● Exercise 1
In the Felipe Salinas profile, rewrite the paragraph beginning "A product of San Luis de Quillota" as a short bulleted list that keeps its main facts.
● Exercise 2
Quote the Felipe Salinas profile word for word between "In the second" and "the 2010 season.", inclusive.
● Exercise 3
Which clubs does the Felipe Salinas profile list under his managerial career? Name each club once.

● Excerpted text

↓

Felipe Salinas

Personal information
- Full name: Felipe Alejandro Salinas Gatica
- Date of birth: 12 May 1982 (age 43)
- Place of birth: Quillota, Chile
- Height: 1.78 m (5 ft 10 in)
- Position: Defender

Youth career
- 1987–1999: San Luis

Senior career*
- Years: Team / Apps / (Gls)
- 1999–2007: San Luis / 45 / (1)
- 1999: → Manuela Figueroa (loan) / – / (–)
- 2002: → San Antonio Unido (loan) / – / (–)
- 2008–2010: Cobreloa / 83 / (3)
- 2010–2012: Unión San Felipe / 49 / (2)
- 2013–2014: Cobresal / 45 / (2)
- 2014–2015: San Luis / 31 / (0)
- 2015–2016: Everton / 27 / (3)
- 2016–2018: Unión La Calera / 42 / (1)
- Total:  / 322 / (12)

Managerial career
- 2019–2021: San Luis (youth)
- 2020–2021: San Luis (assistant)
- 2022: Trasandino (assistant)
- 2023: San Marcos (assistant)
- 2023: Audax Italiano (assistant)
- 2024: Audax Italiano (assistant)
- 2025–: Santiago Wanderers (youth)
- 2026–: Santiago Wanderers (assistant)

= Felipe Salinas =

Chilean manager (born 1982)

Felipe Alejandro Salinas Gatica (born 12 May 1982) is a Chilean football coach and former player who coaches Santiago Wanderers.

He played as a defender for Cobreloa, Unión San Felipe and San Luis de Quillota. Salinas obtained his professional degree at the Pontifical Catholic University of Valparaíso (PUCV) while playing for San Luis.

==Playing career==
A product of San Luis de Quillota, he was loaned to Manuela Figueroa F.C. in the Chilean fourth level in 1999 before joining the first team of San Luis in 2000. In 2002, he again was loaned, now to San Antonio Unido.

In the second half of 2008, Salinas was transferred to Cobreloa for play the Torneo Clausura, then managed by Marco Antonio Figueroa. During that campaign, the team reached the playoffs semifinals against Chilean powerhouse Colo-Colo. He remained at the club until the 2010 season.

↑

● Given data

↓

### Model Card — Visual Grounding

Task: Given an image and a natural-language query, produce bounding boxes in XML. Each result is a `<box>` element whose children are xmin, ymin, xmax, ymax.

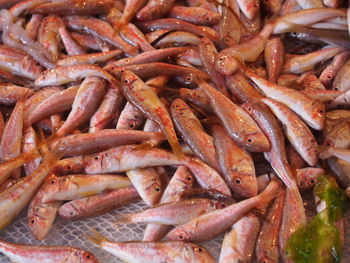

↑

● Exercise answer 1
- Came up through the San Luis de Quillota youth system
- 1999: loaned to Manuela Figueroa F.C., in the Chilean fourth level
- 2000: joined the San Luis first team
- 2002: loaned again, this time to San Antonio Unido

● Exercise answer 2
In the second half of 2008, Salinas was transferred to Cobreloa for play the Torneo Clausura, then managed by Marco Antonio Figueroa. During that campaign, the team reached the playoffs semifinals against Chilean powerhouse Colo-Colo. He remained at the club until the 2010 season.

● Exercise answer 3
- San Luis
- Trasandino
- San Marcos
- Audax Italiano
- Santiago Wanderers